## Task to carry out
Would you copy only the lines below, beginning with the one that contains "I would appreciate it if you could identify the horse's ear" and running through the last entry line?
>> start Dataset rows
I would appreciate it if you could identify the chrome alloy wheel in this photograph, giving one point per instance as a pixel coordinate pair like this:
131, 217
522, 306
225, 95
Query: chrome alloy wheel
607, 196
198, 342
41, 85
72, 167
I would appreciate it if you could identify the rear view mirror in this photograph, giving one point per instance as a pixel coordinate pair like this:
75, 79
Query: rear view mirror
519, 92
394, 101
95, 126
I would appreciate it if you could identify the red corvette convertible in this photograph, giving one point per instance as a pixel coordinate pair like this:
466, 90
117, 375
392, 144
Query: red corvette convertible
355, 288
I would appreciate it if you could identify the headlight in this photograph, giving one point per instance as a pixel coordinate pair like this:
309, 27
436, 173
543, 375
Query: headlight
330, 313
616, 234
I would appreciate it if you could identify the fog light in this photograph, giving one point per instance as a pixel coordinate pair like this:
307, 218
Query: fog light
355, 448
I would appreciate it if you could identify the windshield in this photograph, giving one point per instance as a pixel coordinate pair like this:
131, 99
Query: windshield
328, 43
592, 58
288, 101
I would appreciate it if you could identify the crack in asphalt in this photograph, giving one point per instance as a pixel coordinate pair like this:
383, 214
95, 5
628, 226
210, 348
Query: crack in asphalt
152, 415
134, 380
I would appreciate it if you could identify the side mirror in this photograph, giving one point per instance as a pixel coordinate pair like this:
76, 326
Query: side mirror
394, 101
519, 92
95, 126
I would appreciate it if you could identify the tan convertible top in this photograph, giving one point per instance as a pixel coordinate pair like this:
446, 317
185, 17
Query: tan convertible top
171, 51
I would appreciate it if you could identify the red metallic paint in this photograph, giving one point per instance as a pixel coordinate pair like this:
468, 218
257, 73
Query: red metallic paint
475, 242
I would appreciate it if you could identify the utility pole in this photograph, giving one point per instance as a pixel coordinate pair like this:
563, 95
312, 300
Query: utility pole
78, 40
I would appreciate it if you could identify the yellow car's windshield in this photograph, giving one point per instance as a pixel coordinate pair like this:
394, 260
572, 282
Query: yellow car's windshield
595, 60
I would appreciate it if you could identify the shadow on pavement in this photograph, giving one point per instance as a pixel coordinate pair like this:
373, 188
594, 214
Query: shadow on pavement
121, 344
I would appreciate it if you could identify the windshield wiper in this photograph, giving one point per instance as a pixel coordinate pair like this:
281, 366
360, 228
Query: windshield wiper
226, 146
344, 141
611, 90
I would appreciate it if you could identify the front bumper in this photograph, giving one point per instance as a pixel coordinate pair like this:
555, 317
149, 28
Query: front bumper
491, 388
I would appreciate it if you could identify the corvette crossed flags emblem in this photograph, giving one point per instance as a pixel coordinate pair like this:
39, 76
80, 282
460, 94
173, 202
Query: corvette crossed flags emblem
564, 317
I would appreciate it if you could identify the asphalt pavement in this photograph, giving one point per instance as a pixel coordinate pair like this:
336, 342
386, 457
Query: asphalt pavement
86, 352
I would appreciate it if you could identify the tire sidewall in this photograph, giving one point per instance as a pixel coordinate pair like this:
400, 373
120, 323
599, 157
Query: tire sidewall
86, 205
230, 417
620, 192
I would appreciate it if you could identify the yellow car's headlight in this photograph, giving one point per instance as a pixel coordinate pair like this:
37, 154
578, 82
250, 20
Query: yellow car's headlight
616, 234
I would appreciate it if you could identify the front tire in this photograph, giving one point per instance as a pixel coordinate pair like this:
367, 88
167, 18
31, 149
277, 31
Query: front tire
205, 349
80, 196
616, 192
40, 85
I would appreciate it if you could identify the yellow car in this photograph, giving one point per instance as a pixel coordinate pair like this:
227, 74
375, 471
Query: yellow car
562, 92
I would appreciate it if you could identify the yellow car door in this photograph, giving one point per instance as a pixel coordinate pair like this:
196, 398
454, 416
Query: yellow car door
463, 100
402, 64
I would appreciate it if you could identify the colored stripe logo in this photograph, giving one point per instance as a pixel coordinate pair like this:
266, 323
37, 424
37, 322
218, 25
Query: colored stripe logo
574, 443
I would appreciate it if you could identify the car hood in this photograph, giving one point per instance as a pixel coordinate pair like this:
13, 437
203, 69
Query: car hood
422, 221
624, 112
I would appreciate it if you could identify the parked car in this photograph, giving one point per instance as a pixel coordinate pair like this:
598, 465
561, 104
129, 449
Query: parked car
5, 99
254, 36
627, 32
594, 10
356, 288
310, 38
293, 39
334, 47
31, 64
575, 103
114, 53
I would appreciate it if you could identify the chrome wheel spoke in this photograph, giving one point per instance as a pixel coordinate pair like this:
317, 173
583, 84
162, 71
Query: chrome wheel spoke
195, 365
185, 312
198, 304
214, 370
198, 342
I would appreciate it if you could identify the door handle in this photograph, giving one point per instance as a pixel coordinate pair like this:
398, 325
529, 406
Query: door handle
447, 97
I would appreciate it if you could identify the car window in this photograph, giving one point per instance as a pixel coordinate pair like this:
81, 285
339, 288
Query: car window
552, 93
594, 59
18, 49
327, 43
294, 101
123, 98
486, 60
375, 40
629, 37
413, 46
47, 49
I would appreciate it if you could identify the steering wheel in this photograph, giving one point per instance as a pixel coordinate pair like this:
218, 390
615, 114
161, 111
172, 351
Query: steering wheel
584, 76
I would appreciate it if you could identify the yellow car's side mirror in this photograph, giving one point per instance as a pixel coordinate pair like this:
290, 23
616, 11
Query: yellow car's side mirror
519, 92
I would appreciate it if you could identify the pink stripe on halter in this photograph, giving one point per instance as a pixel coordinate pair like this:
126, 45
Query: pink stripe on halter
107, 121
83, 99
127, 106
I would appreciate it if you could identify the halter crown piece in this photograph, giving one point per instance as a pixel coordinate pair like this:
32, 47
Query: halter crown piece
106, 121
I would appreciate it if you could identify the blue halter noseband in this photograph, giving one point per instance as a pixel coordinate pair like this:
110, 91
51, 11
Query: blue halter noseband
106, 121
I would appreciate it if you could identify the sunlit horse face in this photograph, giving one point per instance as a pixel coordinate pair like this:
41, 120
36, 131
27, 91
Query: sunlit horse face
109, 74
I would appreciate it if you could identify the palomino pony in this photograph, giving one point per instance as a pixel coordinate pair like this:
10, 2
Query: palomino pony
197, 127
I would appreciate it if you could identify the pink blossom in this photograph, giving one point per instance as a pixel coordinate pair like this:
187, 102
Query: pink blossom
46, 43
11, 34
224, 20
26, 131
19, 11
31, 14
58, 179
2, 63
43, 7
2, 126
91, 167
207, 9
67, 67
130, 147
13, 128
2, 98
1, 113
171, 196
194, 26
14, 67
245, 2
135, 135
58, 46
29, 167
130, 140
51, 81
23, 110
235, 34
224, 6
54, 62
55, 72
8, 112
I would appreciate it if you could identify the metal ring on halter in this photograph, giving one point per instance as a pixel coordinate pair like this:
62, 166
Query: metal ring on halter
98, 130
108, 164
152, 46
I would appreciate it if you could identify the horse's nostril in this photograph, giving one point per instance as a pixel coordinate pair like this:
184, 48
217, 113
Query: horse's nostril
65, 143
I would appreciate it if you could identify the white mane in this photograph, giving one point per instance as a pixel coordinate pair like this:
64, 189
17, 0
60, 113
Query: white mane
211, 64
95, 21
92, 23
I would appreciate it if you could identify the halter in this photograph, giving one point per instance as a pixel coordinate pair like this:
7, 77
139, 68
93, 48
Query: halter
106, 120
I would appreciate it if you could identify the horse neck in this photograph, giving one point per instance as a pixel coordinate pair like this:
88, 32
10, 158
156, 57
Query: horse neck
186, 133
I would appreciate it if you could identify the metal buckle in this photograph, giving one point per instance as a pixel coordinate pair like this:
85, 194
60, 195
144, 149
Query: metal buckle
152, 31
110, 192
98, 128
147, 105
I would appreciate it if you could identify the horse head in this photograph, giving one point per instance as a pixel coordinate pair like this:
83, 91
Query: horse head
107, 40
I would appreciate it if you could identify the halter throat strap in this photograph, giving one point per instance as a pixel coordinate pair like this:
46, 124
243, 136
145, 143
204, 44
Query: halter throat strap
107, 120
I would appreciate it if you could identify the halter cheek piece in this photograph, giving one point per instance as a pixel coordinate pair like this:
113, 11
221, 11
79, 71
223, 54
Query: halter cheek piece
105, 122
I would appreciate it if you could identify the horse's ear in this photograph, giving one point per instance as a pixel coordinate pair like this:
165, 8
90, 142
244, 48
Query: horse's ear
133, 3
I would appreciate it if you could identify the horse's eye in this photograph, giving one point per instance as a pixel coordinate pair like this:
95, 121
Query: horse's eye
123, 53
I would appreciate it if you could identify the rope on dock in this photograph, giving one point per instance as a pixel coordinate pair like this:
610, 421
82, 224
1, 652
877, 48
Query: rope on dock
>> end Dataset rows
## Exercise solution
I would appreciate it if you could identify the horse's ear in this photograph, giving one point per instance as a pixel coordinate pair like this:
165, 8
90, 142
244, 48
Query: horse's ear
133, 3
I would appreciate it if you could identify the horse's eye in this photograph, giving one point per instance as a pixel coordinate pair like this:
95, 121
Query: horse's eye
123, 53
I would appreciate it if you could identify the rope on dock in this photograph, giving one point per instance as a pixel coordinate pair like this:
610, 421
82, 224
1, 652
877, 48
Query: rope on dock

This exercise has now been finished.